• **What is expected**
Please quote only the lines that start at the one with "Please mark every instance of the suit" and go on to the last line of the data, both ends kept.
####################
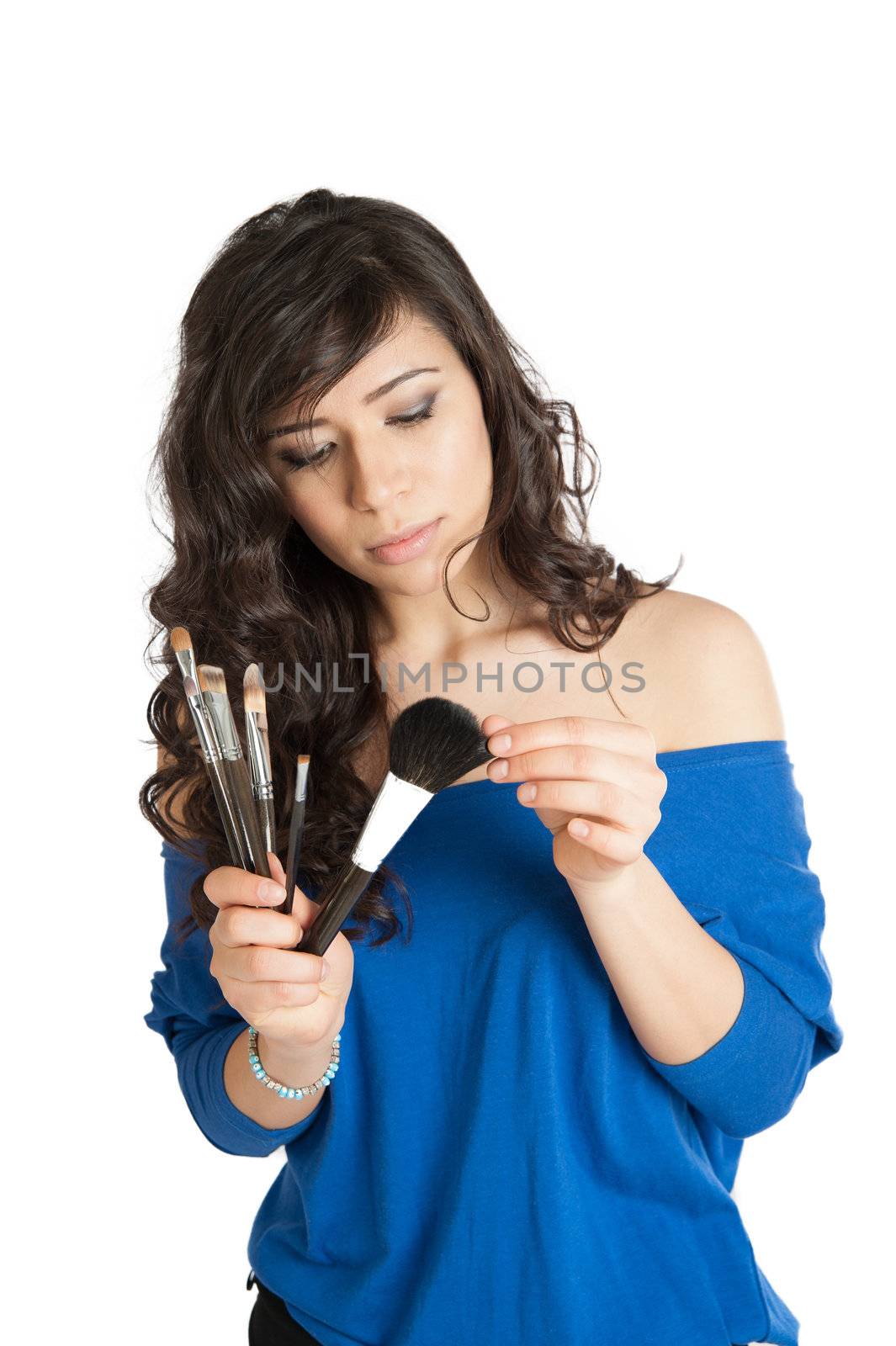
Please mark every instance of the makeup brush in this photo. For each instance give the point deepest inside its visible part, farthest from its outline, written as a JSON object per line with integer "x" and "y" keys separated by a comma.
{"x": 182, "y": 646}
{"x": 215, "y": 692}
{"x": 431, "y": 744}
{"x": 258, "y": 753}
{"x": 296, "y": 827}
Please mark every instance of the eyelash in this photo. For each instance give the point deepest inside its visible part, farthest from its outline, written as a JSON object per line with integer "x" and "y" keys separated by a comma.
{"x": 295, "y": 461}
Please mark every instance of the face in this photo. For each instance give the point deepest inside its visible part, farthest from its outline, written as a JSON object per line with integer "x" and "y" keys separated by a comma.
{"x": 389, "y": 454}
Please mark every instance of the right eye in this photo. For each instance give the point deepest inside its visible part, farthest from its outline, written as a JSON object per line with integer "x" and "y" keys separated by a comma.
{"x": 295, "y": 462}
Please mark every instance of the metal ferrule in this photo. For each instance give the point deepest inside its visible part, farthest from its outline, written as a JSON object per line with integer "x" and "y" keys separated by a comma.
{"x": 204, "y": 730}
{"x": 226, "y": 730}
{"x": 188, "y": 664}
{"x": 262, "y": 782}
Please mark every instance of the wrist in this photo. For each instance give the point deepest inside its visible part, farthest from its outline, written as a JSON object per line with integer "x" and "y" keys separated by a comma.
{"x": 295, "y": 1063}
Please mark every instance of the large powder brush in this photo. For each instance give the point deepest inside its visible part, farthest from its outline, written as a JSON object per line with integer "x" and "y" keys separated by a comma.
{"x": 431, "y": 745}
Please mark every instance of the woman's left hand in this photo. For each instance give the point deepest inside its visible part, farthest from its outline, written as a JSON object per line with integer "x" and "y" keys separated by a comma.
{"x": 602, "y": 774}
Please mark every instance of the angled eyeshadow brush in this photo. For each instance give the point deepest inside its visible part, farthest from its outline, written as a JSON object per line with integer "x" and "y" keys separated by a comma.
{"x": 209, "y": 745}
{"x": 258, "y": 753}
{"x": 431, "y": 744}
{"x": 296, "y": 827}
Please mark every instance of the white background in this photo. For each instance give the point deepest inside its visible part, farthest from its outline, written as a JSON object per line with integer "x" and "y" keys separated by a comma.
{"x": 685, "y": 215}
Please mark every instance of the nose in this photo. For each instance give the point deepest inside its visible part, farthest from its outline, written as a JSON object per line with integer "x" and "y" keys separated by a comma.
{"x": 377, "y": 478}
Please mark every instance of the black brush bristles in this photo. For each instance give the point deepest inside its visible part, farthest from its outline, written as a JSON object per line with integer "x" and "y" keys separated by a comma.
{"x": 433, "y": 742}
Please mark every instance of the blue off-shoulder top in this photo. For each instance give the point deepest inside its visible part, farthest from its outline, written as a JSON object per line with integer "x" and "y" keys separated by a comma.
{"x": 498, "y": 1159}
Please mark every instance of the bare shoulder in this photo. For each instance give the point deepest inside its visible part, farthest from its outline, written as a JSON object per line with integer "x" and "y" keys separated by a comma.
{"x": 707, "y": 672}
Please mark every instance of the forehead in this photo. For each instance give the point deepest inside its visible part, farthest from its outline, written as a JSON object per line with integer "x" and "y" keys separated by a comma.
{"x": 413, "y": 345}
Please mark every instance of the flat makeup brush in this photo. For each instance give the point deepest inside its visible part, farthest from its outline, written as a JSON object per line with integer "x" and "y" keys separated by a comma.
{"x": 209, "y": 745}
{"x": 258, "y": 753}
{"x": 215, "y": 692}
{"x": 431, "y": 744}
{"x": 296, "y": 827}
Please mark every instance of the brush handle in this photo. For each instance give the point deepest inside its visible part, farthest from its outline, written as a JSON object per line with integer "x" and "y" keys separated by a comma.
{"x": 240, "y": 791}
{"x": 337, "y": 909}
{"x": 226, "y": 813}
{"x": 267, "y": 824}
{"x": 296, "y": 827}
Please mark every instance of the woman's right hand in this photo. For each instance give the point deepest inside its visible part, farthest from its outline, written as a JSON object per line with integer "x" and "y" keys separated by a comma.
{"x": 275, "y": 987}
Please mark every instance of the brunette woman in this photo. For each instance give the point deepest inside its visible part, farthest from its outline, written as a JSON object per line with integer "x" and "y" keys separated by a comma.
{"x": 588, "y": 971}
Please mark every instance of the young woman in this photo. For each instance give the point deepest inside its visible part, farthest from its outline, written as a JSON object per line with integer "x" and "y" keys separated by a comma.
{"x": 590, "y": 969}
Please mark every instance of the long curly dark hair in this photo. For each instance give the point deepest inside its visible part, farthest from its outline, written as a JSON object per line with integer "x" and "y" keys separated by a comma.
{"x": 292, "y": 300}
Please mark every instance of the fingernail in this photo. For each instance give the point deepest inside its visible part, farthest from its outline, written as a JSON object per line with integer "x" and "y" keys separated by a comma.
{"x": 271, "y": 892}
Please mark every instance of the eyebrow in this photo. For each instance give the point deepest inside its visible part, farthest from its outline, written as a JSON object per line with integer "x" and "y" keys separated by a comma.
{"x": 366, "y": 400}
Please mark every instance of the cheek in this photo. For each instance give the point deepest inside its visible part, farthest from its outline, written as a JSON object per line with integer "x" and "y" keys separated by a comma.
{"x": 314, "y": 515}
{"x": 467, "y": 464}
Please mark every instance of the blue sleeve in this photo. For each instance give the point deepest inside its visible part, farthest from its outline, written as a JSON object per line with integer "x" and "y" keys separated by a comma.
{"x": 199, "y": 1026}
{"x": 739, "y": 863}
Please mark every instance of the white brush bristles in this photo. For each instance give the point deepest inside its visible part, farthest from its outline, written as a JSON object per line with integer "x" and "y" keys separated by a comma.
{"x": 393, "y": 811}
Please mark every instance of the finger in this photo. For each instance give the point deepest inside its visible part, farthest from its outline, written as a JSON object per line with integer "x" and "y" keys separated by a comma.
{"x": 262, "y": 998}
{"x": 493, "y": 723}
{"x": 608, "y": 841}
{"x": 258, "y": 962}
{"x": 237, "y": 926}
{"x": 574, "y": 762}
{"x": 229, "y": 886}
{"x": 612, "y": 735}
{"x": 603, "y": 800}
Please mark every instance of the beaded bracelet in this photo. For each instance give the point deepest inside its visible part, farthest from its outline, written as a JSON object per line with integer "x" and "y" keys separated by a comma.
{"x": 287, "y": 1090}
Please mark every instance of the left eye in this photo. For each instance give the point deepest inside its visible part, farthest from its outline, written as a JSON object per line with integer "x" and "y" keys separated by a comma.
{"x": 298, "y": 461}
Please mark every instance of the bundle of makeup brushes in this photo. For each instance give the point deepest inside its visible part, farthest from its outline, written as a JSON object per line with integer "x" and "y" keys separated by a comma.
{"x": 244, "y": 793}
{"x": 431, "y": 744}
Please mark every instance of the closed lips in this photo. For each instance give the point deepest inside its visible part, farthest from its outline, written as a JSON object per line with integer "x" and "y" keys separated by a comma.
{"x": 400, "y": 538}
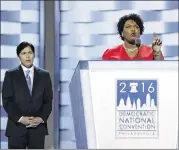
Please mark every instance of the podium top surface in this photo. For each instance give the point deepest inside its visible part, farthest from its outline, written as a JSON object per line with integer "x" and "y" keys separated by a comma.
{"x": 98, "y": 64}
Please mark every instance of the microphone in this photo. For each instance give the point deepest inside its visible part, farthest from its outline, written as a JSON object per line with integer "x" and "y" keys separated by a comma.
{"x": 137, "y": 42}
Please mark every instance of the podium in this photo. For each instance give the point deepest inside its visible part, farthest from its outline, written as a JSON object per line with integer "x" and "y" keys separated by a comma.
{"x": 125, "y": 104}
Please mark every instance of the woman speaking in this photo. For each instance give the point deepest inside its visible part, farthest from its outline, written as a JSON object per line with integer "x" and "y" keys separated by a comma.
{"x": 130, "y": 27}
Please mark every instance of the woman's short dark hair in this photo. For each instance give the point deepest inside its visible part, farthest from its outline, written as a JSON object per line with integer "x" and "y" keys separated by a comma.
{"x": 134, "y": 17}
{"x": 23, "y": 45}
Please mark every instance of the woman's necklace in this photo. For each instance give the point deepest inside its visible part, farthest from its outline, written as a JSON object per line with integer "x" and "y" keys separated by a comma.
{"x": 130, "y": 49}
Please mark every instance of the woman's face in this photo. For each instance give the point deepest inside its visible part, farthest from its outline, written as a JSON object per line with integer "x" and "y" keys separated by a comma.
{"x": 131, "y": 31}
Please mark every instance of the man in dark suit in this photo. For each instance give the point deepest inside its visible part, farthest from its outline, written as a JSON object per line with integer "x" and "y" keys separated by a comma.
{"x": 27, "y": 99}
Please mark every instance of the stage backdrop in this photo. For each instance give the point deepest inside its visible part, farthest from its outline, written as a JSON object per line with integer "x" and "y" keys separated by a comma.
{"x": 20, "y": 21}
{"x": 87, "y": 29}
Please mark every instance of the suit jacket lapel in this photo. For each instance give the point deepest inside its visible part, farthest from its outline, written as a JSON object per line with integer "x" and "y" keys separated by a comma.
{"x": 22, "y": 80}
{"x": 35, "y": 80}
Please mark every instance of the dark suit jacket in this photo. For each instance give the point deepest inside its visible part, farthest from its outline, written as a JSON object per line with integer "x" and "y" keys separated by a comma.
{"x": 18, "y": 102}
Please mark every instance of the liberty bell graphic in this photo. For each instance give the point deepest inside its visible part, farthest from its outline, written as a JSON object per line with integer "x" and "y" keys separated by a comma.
####################
• **Response to the exercise**
Please mark every instance of the suit jacket lapel in this photo. For each instance give the point deepest inside its visible part, farthest from its outline, written as a JSON object per line with integer "x" and "y" keys separated by a comma.
{"x": 22, "y": 80}
{"x": 35, "y": 80}
Please mark every instance of the dark suit jacket in this photo. For each instance give the point deepest inside its visible part, farthest from its outline, written as a JSON object per line with integer "x" and "y" keys separated by a comma.
{"x": 18, "y": 102}
Please mark every instance of the liberty bell graphic in this photo. For each instance give the point deepest inside its visible part, farthest from its outline, written as a JSON object per line with integer "x" and "y" keys separated by a comma.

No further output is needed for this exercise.